── Text for analysis ──

There is the odd extremely problematic lines: "You should know I disagree with a lot of traditional advice. For instance, they say the best revenge is living well. I say it’s acid in the face—who will love them now?" Yeah, well, Katie Piper seems to be managing okay. See what I mean about the blinkered privilege?

Much of the book is enjoyable enough, even for somebody who has only the vaguest idea of the significance of Saturday Night Live, or who Kristen Wiig and Amy Poehler are. However, it does read - especially in the final couple of sections - as though Kaling is casting around for ideas to make her word count. She does it well enough but it smacks of being phoned-in, a product which exists purely to trade on Kaling's name. And while it would be fair enough to go 'Well, duh! What did you expect?', the answer is, 'I expected that somebody who writes for a living would do better than this diverting but not terribly funny and ultimately rather self-indulgent book.' 3 stars.


Friday 3 October 2014

Thoroughly Enjoyable - The Rosie Effect by Graeme Simsion



[This ARC was provided to me for the cost of zero of your monies by the publisher. NetGalley was involved. Aren't they always?]

I wasn't the greatest fan of Grameme Simsion's first novel, The Rosie Project. It took too long to get going and - particularly in the early sections - bore the scars of its original iteration as a script, but not in a good way. However, it did get better and I did enjoy it so I was very pleased to be granted a review copy of its sequel. I was even more pleased once I'd read it.

The Rosie Effect picks up the story some months after end of the previous book - while it's probably better to read that one first so you know the characters, this is perfectly understandable if you don't. Don and Rosie are now married and living in America where Don works at Columbia and Rosie is attempting to balance finishing her PhD with her medical studies. Oh, and becoming a mother. Which was slightly less planned than Don is easily able to cope with.

Although The Rosie Effect is a comedy, and a chucklesome one, I found much of it absolutely heart-wrenching. Initially it trades on the well-worn path of the first book, Don's (probable) Aspergers providing the comedy and the tension and while unfortunately veering extremely close to uncomfortable territory in the early sections. Don is given an unnecessarily Pooterish aspect which sits staggeringly poorly against the rest of the book, especially when both books attitude to Don's (possible) Aspergers is taken into account. He has not been given that diagnosis and this has always read like a deliberate (and positive) choice by the author.

───

* [What is needed]
From the book review excerpt, write out everything from "I wasn't the" down to "I'd read it." word for word.

── Extracted data ──

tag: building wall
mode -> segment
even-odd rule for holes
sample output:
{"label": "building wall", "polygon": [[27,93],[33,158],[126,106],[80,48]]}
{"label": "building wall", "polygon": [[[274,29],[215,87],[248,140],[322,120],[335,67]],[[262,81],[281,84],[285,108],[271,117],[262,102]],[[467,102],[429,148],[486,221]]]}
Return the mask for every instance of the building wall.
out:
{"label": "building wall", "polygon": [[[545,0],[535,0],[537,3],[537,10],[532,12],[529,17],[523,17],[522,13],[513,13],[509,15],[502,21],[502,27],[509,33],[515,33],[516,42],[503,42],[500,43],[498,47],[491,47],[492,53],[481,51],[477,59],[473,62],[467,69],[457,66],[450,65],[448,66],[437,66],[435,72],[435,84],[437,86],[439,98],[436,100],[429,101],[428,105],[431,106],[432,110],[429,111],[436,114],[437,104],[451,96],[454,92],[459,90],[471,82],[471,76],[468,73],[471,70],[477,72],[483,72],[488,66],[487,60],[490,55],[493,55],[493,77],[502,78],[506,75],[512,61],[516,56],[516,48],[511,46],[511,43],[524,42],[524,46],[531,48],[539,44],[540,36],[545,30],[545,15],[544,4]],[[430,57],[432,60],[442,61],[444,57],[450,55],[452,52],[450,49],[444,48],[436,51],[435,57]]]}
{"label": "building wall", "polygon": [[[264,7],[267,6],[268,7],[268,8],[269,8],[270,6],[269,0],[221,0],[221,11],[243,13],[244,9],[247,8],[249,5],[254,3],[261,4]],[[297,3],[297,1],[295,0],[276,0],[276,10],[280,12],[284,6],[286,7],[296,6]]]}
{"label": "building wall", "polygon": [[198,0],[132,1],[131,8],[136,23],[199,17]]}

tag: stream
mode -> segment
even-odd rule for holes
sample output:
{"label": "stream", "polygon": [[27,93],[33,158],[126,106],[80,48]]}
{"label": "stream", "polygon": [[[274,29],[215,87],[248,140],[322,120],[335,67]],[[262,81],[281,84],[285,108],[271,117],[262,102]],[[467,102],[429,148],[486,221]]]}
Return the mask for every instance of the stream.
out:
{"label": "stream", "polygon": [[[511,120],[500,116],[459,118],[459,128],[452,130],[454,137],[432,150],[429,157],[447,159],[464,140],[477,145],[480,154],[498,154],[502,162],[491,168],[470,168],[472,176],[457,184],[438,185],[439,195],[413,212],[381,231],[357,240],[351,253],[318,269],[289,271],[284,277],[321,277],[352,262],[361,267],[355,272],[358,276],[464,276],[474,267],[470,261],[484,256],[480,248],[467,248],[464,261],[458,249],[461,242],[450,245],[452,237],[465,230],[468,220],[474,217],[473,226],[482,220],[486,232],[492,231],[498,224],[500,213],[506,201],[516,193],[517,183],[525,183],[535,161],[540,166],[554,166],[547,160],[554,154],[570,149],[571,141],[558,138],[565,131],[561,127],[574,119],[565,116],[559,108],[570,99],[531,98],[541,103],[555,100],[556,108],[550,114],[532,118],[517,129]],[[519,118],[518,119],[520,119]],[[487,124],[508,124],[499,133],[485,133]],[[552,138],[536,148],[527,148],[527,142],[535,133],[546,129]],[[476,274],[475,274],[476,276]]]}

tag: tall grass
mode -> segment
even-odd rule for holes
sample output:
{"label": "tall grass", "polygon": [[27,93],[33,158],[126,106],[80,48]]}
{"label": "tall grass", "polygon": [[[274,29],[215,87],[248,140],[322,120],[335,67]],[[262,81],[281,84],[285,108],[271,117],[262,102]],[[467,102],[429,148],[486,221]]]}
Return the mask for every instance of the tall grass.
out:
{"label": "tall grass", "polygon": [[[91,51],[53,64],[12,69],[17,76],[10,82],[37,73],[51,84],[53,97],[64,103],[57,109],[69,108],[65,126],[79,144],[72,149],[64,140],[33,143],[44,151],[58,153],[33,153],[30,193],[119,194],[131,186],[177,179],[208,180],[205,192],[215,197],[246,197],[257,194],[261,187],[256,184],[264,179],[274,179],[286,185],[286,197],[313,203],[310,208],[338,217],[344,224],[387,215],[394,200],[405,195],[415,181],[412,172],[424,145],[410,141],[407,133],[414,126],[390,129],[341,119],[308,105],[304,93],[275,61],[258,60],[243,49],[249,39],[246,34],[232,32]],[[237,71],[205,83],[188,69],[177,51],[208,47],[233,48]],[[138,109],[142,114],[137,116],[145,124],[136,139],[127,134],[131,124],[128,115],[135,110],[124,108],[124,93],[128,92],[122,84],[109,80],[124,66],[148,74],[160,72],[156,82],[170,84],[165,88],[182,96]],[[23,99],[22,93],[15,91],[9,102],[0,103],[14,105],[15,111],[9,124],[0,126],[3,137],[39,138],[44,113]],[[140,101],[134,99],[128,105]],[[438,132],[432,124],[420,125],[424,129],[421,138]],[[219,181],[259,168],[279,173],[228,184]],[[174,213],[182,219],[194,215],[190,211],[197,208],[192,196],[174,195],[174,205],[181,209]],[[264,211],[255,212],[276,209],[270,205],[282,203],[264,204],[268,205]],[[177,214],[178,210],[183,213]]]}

───

* [Output of the exercise]
I wasn't the greatest fan of Grameme Simsion's first novel, The Rosie Project. It took too long to get going and - particularly in the early sections - bore the scars of its original iteration as a script, but not in a good way. However, it did get better and I did enjoy it so I was very pleased to be granted a review copy of its sequel. I was even more pleased once I'd read it.